Please set out the lines of the material below as a JSON list of strings, one string per line and no blank lines. Start at the beginning of the material, continue through the line containing "negative clicks: (54, 46)", include both ends, and omit the pictures.

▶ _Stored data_
──────────

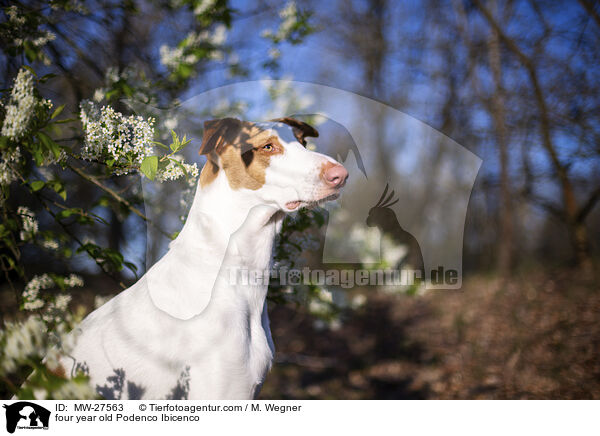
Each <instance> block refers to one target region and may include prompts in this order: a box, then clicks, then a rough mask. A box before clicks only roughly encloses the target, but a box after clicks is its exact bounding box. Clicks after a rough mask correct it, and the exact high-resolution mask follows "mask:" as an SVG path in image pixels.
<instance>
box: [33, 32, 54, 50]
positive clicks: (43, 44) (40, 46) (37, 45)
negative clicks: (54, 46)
mask: <svg viewBox="0 0 600 436" xmlns="http://www.w3.org/2000/svg"><path fill="white" fill-rule="evenodd" d="M55 39H56V35H55V34H54V33H52V32H48V31H46V32H43V33H42V35H41V36H38V37H37V38H35V39H34V40H33V41H32V42H33V45H35V46H36V47H41V46H43V45H46V44H47V43H48V42H50V41H54V40H55Z"/></svg>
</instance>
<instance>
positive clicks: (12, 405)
mask: <svg viewBox="0 0 600 436" xmlns="http://www.w3.org/2000/svg"><path fill="white" fill-rule="evenodd" d="M2 407H4V408H5V409H6V411H5V413H6V431H8V432H9V433H14V432H15V430H16V429H19V430H22V429H25V430H48V424H49V422H50V411H49V410H48V409H46V408H44V407H42V406H40V405H39V404H35V403H31V402H29V401H19V402H16V403H13V404H10V405H6V404H4V405H3V406H2Z"/></svg>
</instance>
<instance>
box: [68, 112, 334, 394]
mask: <svg viewBox="0 0 600 436" xmlns="http://www.w3.org/2000/svg"><path fill="white" fill-rule="evenodd" d="M260 126H261V127H262V128H264V129H269V130H272V131H273V133H274V134H277V135H278V136H279V139H280V141H281V143H282V144H283V145H284V148H285V151H284V153H283V154H282V155H274V156H272V158H271V162H270V166H269V167H268V169H267V171H266V182H265V184H264V186H263V187H262V188H260V189H258V190H256V191H252V190H248V189H240V190H232V189H231V188H230V186H229V183H228V181H227V177H226V175H225V173H224V171H223V170H220V171H219V173H218V176H217V178H216V179H215V180H214V181H213V182H212V183H210V184H208V185H207V186H206V187H204V188H201V187H200V185H199V186H198V189H197V192H196V195H195V198H194V202H193V204H192V207H191V210H190V212H189V215H188V218H187V221H186V224H185V225H184V227H183V229H182V231H181V232H180V234H179V236H178V237H177V239H176V240H175V241H173V242H172V243H171V245H170V247H169V251H168V252H167V253H166V254H165V255H164V257H163V258H162V259H160V260H159V261H158V262H157V263H156V264H155V265H154V266H152V268H150V270H149V271H148V272H147V273H146V274H145V275H144V276H143V277H142V278H141V279H140V280H139V281H138V282H137V283H135V284H134V285H133V286H131V287H130V288H129V289H127V290H125V291H123V292H122V293H120V294H119V295H117V296H116V297H115V298H113V299H112V300H110V301H109V302H108V303H106V304H105V305H103V306H102V307H100V308H99V309H97V310H95V311H94V312H92V313H91V314H90V315H89V316H88V317H87V318H85V319H84V321H83V322H82V323H81V325H80V326H79V327H78V328H77V329H76V330H77V332H76V334H77V335H78V336H77V342H76V346H75V349H74V350H73V352H72V355H71V356H68V357H65V358H64V359H63V360H62V364H63V366H64V367H65V368H66V369H67V371H70V372H71V373H73V372H74V371H75V369H76V368H77V366H79V365H84V366H85V367H87V370H88V372H89V375H90V377H91V382H92V384H93V385H94V386H98V387H102V386H105V385H106V386H108V387H111V386H112V385H113V384H114V383H112V382H111V381H110V380H109V379H108V378H109V377H111V376H115V375H116V374H119V373H120V371H122V373H123V374H124V377H123V380H122V382H123V388H122V390H120V389H116V390H114V389H113V390H114V396H115V397H116V398H119V397H120V398H121V399H126V398H143V399H160V398H168V397H172V396H173V395H174V394H175V392H174V388H175V387H176V386H177V385H178V383H179V385H182V386H185V385H186V383H187V384H188V385H187V389H184V390H186V391H187V398H189V399H252V398H254V397H255V396H256V395H257V394H258V391H259V390H260V387H261V385H262V383H263V381H264V378H265V376H266V374H267V372H268V371H269V369H270V367H271V362H272V359H273V354H274V347H273V341H272V339H271V332H270V328H269V318H268V314H267V304H266V294H267V283H262V284H258V285H248V284H244V283H240V282H239V281H238V282H236V283H234V281H233V280H232V277H233V276H235V273H236V271H239V270H240V269H244V268H245V269H250V270H258V271H262V270H268V268H269V264H270V260H271V252H272V245H273V240H274V237H275V235H276V234H277V232H279V230H280V229H281V222H282V219H283V216H284V215H283V213H282V212H281V211H289V210H288V209H287V207H286V206H285V205H286V203H287V202H290V201H297V200H301V201H303V202H304V203H310V202H315V201H318V200H320V199H322V198H324V197H327V196H328V195H331V194H332V190H331V188H329V187H327V186H326V185H325V184H324V183H323V181H322V180H321V179H320V171H321V165H322V164H323V163H324V162H327V161H330V162H335V161H334V160H333V159H331V158H329V157H327V156H324V155H321V154H318V153H314V152H310V151H308V150H306V149H305V148H303V147H302V146H301V145H300V144H299V143H298V142H296V141H295V139H294V137H293V134H292V130H291V128H290V127H288V126H287V125H284V124H280V123H269V124H260ZM115 371H117V372H115ZM112 387H114V386H112ZM103 392H104V393H105V395H106V390H104V391H103Z"/></svg>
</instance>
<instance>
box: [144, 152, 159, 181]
mask: <svg viewBox="0 0 600 436" xmlns="http://www.w3.org/2000/svg"><path fill="white" fill-rule="evenodd" d="M157 170H158V156H147V157H145V158H144V160H143V161H142V166H141V167H140V171H142V173H143V174H144V175H145V176H146V177H148V178H149V179H150V180H154V178H155V177H156V172H157Z"/></svg>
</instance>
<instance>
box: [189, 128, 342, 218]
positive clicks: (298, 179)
mask: <svg viewBox="0 0 600 436" xmlns="http://www.w3.org/2000/svg"><path fill="white" fill-rule="evenodd" d="M307 136H314V137H316V136H319V133H318V132H317V131H316V130H315V129H314V128H313V127H311V126H310V125H308V124H306V123H304V122H302V121H298V120H296V119H293V118H278V119H275V120H271V121H269V122H263V123H252V122H248V121H240V120H238V119H235V118H224V119H220V120H212V121H206V122H205V123H204V136H203V138H202V146H201V147H200V154H204V155H206V156H207V159H208V160H207V162H206V165H205V167H204V168H203V169H202V173H201V175H200V184H201V186H202V187H205V186H208V185H210V184H211V183H212V182H213V181H214V180H215V179H216V178H217V177H218V176H219V175H221V176H223V177H226V178H227V181H228V183H229V187H230V188H231V189H233V190H246V191H247V192H248V193H249V194H251V195H253V196H255V198H256V200H257V201H258V202H259V203H262V204H270V205H275V206H276V207H278V208H279V209H281V210H283V211H286V212H291V211H294V210H297V209H299V208H301V207H306V206H312V205H315V204H318V203H321V202H324V201H328V200H332V199H335V198H337V196H338V195H339V193H340V189H341V188H342V187H343V186H344V184H345V183H346V179H347V178H348V172H347V171H346V169H345V168H344V167H343V166H342V165H341V164H339V163H338V162H337V161H335V160H334V159H332V158H330V157H328V156H325V155H323V154H320V153H315V152H313V151H310V150H308V149H306V148H305V146H306V140H305V138H306V137H307Z"/></svg>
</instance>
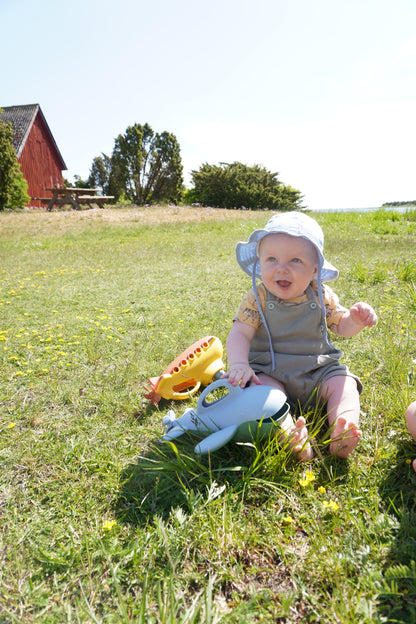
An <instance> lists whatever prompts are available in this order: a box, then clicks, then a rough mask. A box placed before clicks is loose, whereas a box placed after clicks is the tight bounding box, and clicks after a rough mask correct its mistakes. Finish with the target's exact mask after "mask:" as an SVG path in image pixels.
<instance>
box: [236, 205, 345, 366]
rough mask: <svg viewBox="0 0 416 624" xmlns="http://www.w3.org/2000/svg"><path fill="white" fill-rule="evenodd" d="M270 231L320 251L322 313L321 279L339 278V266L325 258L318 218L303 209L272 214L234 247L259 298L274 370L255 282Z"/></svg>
mask: <svg viewBox="0 0 416 624" xmlns="http://www.w3.org/2000/svg"><path fill="white" fill-rule="evenodd" d="M268 234H288V235H289V236H299V237H301V238H304V239H306V240H308V241H310V242H311V243H312V245H313V246H314V247H315V249H316V253H317V254H318V272H317V275H316V285H317V289H318V298H319V303H320V306H321V310H322V311H323V313H324V310H325V305H324V298H323V293H322V282H329V281H330V280H334V279H336V278H337V277H338V269H336V268H335V267H334V266H333V265H332V264H331V263H330V262H328V261H327V260H325V258H324V233H323V231H322V228H321V226H320V225H319V224H318V223H317V222H316V221H315V219H312V218H311V217H308V215H306V214H304V213H303V212H284V213H282V214H276V215H273V217H272V218H271V219H270V220H269V221H268V222H267V224H266V227H265V228H264V229H261V230H254V232H252V233H251V234H250V237H249V239H248V242H247V243H243V242H239V243H237V245H236V249H235V253H236V256H237V262H238V264H239V265H240V267H241V268H242V269H243V271H245V272H246V273H247V274H248V275H250V277H251V279H252V285H253V292H254V296H255V298H256V301H257V307H258V310H259V312H260V316H261V318H262V321H263V325H264V327H265V329H266V332H267V335H268V338H269V346H270V356H271V362H272V368H273V370H274V369H275V368H276V360H275V355H274V349H273V341H272V337H271V333H270V329H269V327H268V325H267V322H266V318H265V316H264V312H263V310H262V307H261V305H260V301H259V297H258V293H257V284H256V278H257V277H258V278H260V279H261V272H260V263H259V259H258V244H259V242H260V241H261V240H262V239H263V238H264V237H265V236H267V235H268ZM325 334H326V338H328V332H327V331H326V332H325Z"/></svg>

──────────

▶ _Output of the task_
[
  "Each <instance> block refers to one target region and may include prompts in this order: a box, then clicks, then a rough mask. A box before clicks only roughly encloses the target, but a box after clicks is its exact bounding box. Clicks after a rough mask correct it, and the exact high-resolution mask follows \"mask:\" as an SVG path in image pixels.",
  "<instance>",
  "box: [33, 32, 54, 50]",
  "positive clicks: (43, 44) (40, 46) (37, 45)",
  "negative clicks: (54, 46)"
]